**文書**
○ ○ ○ ○ ○ ○ ○

「就学援助に関する調査」調査結果のご報告(第一次報告)

金曜日, 10月 26th, 2012

2012年10月26日

「就学援助に関する調査」調査結果のご報告(第一次報告)

 

当ネットワーク調査チームでは昨年から就学援助に関する実態調査に取り組んできました。

このたび調査結果の集計がまとまりましたので、ご報告いたします。

 

この調査は各自治体における就学援助の運用や内容の実態を調査することを通して、

経済的に困難を抱える子どもと家庭にとって、より利用しやすい就学援助の制度を

提言することを目的として始めたものです。

調査は2期に分け、第1期は昨年末から今年の初めにかけて 応募いただいた協力者の方が

お住まいの自治体を訪問して調査する形をとりました。 その結果49自治体の回答が

集まりました。 ご協力いただいたみなさまには本当にありがとうございました。

○ ○ ○ ○ ○ ○ ○

**データ**
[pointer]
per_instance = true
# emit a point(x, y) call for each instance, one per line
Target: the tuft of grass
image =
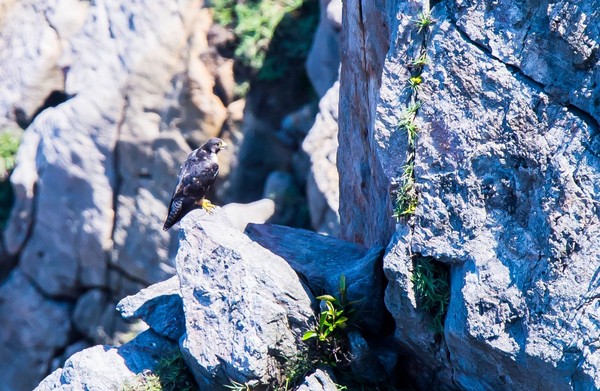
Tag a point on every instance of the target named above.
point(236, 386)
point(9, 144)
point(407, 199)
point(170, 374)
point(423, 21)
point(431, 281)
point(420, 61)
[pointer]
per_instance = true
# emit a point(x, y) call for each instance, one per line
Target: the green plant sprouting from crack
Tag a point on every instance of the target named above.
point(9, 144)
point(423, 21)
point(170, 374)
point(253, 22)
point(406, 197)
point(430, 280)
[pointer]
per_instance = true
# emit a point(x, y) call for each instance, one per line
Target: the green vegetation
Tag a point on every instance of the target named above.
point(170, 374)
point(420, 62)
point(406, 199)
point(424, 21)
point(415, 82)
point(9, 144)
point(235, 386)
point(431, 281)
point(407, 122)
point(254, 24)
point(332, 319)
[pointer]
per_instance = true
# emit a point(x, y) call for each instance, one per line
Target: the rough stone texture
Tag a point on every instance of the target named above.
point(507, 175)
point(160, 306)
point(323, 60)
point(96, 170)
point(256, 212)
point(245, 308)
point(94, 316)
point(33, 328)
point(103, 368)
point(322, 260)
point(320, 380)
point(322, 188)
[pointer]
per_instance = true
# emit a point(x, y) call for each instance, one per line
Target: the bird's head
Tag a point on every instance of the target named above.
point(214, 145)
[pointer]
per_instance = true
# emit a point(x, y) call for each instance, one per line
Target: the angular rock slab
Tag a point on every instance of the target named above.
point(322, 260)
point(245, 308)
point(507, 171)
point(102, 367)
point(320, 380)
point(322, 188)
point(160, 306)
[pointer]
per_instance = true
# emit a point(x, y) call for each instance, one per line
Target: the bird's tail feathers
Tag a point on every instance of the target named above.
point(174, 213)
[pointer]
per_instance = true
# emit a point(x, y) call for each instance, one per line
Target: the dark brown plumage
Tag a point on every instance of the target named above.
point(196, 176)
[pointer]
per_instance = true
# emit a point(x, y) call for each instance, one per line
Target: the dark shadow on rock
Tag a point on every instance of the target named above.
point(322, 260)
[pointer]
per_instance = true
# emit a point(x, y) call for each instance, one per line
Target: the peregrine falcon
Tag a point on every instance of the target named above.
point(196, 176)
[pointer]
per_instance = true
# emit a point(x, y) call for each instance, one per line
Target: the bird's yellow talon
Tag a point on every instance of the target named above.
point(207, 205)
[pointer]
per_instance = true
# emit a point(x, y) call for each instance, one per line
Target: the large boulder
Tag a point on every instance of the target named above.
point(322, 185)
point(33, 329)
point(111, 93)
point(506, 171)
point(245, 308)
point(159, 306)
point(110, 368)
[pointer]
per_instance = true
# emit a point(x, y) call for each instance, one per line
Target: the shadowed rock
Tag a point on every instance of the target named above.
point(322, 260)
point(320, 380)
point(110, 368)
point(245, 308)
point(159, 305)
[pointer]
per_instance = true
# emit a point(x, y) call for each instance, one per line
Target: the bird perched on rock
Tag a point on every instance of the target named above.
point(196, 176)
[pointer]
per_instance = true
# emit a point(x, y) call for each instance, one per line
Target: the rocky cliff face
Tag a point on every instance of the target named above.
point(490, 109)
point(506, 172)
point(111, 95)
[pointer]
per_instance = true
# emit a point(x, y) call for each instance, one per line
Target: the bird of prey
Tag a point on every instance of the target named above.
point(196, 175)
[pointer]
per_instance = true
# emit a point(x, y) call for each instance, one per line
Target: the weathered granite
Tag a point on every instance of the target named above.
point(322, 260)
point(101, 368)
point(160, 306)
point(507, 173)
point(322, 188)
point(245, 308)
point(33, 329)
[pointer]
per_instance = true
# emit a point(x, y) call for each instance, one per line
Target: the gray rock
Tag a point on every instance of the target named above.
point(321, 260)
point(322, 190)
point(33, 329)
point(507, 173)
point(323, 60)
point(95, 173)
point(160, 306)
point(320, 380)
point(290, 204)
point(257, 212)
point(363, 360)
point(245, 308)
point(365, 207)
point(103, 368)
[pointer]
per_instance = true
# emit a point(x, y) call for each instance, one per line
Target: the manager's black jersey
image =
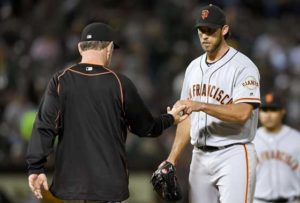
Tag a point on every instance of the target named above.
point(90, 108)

○ ○ ○ ○ ○ ○ ○

**目的 1**
文書によると、第1期の調査で回答が集まった自治体はいくつか。
**目的 2**
(a)〜(c)が文書の内容と合うかどうか、それぞれ「はい」か「いいえ」で答え、決め手となる文書の語句をそのまま引用せよ。
(a) 調査は2期に分けて行われた。
(b) 第1期の調査は今年の夏に行われた。
(c) 調査チームは今年になってから実態調査に取り組み始めた。
**目的 3**
文書の「当ネットワーク調査チームでは」から「提言することを目的として始めたものです。」までを、両端も含めてそのまま写せ。
リストは使わなくてよい。

**結果 1**
49自治体。

**結果 2**
(a) はい。「調査は2期に分け」
(b) いいえ。「昨年末から今年の初めにかけて」
(c) いいえ。「昨年から就学援助に関する実態調査に取り組んできました」

**結果 3**
当ネットワーク調査チームでは昨年から就学援助に関する実態調査に取り組んできました。

このたび調査結果の集計がまとまりましたので、ご報告いたします。

 

この調査は各自治体における就学援助の運用や内容の実態を調査することを通して、

経済的に困難を抱える子どもと家庭にとって、より利用しやすい就学援助の制度を

提言することを目的として始めたものです。